● **Soal**
Dalam esai tentang kotoran yang lupa disiram, suara apa yang sudah terdengar saat penulis turun dari jemuran di lantai atas kosan?

● **Bagian Teks**
* * * * * * * * *

Pelanggaran Hukum, Keadilan yang Ideal, dan Soal Berak yang Lupa Disiram

Pelanggaran Hukum, Keadilan yang Ideal, dan Soal Berak yang Lupa Disiram

Mungkin saja terciptanya keadilan yang ideal hanya dengan instrument hukum hanyalah cita-cita utopis belaka yang terlalu muluk-muluk.

Pernah suatu ketika, saya melakukan sebuah kelalaian yang berujung fatal dan akhirnya memunculkan konsep keadilan. Yaitu saya lupa menyiram kotoran sehabis buang air. Saya kira saya sudah menunaikan tugas saya dengan benar. Namun, saat itu saya harus menjemur cucian karena mengejar matahari yang kian tinggi. Alhasil, saya jadi abai.

Tentu saja saya mengakui kesalahan itu. Sialnya waktu jumatan kian dekat. Setelah turun dari jemuran di lantai atas kosan, suara adzan kedua salat jumat sudah terdengar, membuat saya gupuh dan bergegas untuk berangkat.

Akhirnya, saya berlari dan melewati toilet kosan, membiarkan tanggungan saya terbengkalai begitu saja. Barangkali menyirami hati dengan khotbah jumat lebih prioritas ketimbang menyiram kotoran. Mungkin begitu alibi saya waktu itu. Alhasil, kosan geger. Buntutnya meresahkan masyarakat kosan.

Bayangkan, kerukunan dan ketertiban publik kos di jumat yang berkah terancam buyar gara-gara sepotong senja kotoran kemambang. Hal ini membuat saya mulai berkontemplasi dan berandai-andai. Kelalaian kecil yang menyangkut hajat orang banyak, jika pada masyarakat luas, konsekuensinya mungkin akan lebih buruk. Penegak hukum bisa saja memberikan sanksi pada saya atas perbuatan yang dalam kajian pidana disebut sebagai ‘kenakalan’.

* * * * * * * * *

Entri dari sumber data
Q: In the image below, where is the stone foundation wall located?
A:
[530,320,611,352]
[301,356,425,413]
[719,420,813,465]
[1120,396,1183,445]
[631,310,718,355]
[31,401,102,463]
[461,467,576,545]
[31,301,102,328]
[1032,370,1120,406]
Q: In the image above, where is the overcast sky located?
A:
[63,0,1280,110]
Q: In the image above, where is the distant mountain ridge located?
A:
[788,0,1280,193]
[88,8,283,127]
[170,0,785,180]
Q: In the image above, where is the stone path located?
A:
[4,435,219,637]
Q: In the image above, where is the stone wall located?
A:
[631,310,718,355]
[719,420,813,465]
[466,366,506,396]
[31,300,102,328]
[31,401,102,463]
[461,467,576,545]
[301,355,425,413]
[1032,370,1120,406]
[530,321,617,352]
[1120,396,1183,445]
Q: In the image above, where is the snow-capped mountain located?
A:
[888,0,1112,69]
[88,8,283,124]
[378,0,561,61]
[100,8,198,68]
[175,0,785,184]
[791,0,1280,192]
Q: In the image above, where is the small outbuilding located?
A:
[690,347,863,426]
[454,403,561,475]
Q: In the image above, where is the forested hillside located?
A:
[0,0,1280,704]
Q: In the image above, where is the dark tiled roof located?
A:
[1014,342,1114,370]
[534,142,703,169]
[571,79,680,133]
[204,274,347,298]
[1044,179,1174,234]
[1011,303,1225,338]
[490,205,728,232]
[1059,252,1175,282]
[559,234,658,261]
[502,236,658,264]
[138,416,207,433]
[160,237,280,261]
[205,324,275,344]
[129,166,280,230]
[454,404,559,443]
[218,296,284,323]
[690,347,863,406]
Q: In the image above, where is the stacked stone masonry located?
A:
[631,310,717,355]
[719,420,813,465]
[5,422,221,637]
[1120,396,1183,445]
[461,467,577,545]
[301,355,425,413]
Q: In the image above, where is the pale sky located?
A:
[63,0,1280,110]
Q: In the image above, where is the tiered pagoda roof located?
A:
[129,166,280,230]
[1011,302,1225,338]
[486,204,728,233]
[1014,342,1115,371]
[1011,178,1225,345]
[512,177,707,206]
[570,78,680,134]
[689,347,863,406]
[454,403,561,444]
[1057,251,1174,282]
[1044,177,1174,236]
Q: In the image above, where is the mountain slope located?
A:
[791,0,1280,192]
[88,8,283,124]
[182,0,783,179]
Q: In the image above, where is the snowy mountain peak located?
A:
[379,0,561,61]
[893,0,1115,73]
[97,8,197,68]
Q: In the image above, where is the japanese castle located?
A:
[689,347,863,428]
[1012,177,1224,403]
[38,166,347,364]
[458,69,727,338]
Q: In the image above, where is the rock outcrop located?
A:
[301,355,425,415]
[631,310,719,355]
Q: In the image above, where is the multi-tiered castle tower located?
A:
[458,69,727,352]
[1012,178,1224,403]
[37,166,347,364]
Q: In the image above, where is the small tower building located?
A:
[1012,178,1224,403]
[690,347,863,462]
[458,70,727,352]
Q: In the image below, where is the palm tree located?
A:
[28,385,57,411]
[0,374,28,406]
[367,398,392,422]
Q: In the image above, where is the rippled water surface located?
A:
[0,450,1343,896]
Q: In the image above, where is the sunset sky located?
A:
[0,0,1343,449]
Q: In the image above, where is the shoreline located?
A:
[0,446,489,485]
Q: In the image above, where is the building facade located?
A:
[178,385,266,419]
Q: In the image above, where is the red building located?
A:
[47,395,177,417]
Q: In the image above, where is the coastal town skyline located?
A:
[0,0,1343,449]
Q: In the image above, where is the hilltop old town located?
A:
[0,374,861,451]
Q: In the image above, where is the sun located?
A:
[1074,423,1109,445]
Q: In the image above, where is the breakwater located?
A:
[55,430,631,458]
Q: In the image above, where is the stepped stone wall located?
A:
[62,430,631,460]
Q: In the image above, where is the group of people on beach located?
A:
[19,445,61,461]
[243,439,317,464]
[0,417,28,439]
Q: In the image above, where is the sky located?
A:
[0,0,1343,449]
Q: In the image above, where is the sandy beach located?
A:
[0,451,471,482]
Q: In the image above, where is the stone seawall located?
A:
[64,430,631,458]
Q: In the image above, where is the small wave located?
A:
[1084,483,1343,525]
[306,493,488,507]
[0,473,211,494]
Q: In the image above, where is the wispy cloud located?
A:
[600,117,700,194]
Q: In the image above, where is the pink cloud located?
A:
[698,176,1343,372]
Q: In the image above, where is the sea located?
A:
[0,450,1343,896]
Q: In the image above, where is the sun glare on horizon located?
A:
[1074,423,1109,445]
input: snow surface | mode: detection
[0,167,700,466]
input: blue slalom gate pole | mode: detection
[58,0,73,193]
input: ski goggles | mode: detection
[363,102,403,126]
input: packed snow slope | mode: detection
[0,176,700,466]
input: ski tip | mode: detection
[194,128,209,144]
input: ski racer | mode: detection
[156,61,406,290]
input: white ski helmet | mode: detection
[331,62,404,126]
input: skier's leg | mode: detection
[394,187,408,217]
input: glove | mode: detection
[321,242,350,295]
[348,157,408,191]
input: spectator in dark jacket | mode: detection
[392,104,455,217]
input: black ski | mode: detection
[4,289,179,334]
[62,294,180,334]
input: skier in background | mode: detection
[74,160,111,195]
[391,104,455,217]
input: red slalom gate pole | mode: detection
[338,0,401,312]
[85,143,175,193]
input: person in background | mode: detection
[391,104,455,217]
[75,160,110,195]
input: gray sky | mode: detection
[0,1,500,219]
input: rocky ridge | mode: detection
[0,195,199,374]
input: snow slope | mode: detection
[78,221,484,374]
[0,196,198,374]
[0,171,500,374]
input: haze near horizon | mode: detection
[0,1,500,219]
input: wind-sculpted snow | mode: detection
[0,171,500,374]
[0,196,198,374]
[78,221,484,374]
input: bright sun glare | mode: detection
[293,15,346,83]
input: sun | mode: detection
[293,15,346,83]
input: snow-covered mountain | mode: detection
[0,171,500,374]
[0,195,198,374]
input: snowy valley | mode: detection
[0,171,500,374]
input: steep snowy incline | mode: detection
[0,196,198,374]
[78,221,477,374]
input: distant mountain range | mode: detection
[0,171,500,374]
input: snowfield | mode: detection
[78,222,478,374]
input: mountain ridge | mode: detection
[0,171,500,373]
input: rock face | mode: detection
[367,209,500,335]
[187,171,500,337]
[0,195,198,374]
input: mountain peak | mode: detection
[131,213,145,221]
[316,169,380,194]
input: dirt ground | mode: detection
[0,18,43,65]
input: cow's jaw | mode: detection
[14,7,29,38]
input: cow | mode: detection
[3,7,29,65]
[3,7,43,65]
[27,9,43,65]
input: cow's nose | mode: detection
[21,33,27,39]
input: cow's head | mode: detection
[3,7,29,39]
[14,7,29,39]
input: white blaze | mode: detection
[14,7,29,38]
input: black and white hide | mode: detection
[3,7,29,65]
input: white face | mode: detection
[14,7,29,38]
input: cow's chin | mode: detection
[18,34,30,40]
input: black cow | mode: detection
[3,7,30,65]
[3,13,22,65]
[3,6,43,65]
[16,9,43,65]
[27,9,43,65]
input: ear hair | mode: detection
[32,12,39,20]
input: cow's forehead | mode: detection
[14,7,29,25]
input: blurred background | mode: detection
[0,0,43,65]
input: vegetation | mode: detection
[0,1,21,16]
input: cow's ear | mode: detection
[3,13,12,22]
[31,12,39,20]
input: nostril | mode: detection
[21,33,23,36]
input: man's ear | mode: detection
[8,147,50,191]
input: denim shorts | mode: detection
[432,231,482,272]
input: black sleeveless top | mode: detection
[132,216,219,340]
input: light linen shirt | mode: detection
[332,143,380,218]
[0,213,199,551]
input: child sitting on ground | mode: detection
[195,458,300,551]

* * * * * * * * *

● **Jawaban**
Suara adzan kedua salat jumat.